Die Aufgabe:
Zieh aus den folgenden Einträgen jede Zeile heraus, die das Wort „potato“ enthält, und gib sie unverändert wieder.

Einträge zur Aufgabe:
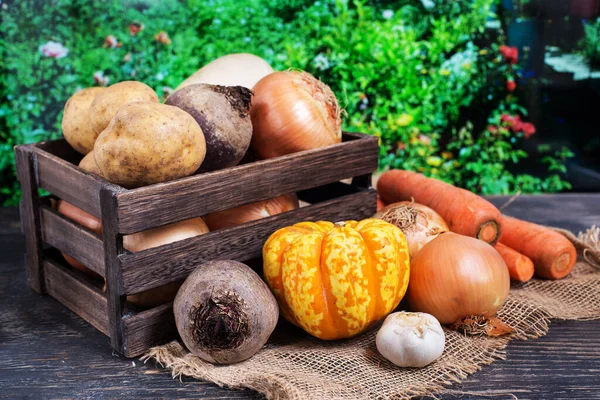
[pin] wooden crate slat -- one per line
(76, 294)
(159, 204)
(70, 183)
(113, 247)
(30, 217)
(73, 239)
(149, 328)
(172, 262)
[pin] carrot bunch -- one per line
(527, 248)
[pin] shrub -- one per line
(411, 72)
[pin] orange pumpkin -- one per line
(336, 280)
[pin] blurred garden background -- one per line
(496, 96)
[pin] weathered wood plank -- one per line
(77, 294)
(172, 262)
(163, 203)
(149, 328)
(73, 239)
(113, 247)
(25, 159)
(68, 182)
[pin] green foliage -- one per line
(591, 41)
(407, 71)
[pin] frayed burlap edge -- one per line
(296, 366)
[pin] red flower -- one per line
(528, 129)
(511, 54)
(511, 85)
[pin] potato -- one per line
(88, 163)
(105, 105)
(223, 114)
(76, 123)
(147, 143)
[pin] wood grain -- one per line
(73, 239)
(68, 182)
(197, 195)
(172, 262)
(113, 247)
(77, 293)
(149, 328)
(25, 160)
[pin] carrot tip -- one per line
(489, 232)
(563, 262)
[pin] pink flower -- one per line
(511, 85)
(528, 129)
(424, 139)
(100, 78)
(510, 54)
(162, 37)
(135, 28)
(167, 91)
(512, 121)
(54, 50)
(111, 42)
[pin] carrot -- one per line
(520, 267)
(465, 212)
(552, 254)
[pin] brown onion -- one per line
(420, 224)
(87, 220)
(293, 111)
(251, 212)
(456, 276)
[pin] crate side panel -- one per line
(149, 328)
(172, 262)
(77, 294)
(168, 202)
(73, 239)
(70, 183)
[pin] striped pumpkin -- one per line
(336, 280)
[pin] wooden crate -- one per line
(315, 175)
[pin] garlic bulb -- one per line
(411, 339)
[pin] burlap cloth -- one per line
(294, 365)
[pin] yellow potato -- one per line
(105, 105)
(76, 124)
(88, 163)
(147, 143)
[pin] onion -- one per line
(419, 223)
(456, 276)
(87, 220)
(293, 111)
(164, 234)
(251, 212)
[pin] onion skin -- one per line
(84, 219)
(251, 212)
(419, 223)
(293, 111)
(456, 276)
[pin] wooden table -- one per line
(46, 351)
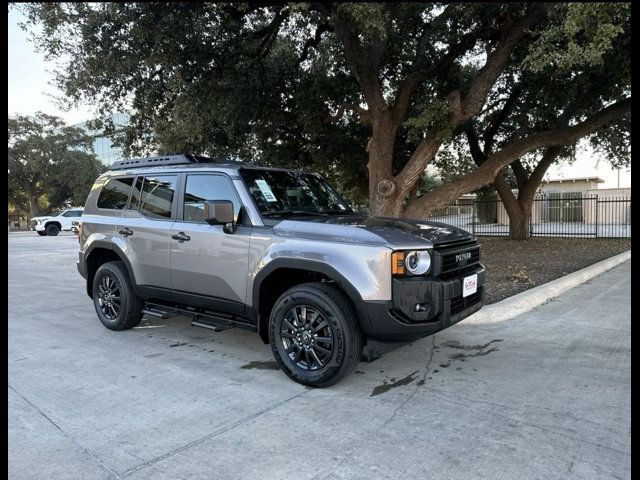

Lösung der Aufgabe:
[pin] potato -- one per line
[pin] yellow potato -- one per line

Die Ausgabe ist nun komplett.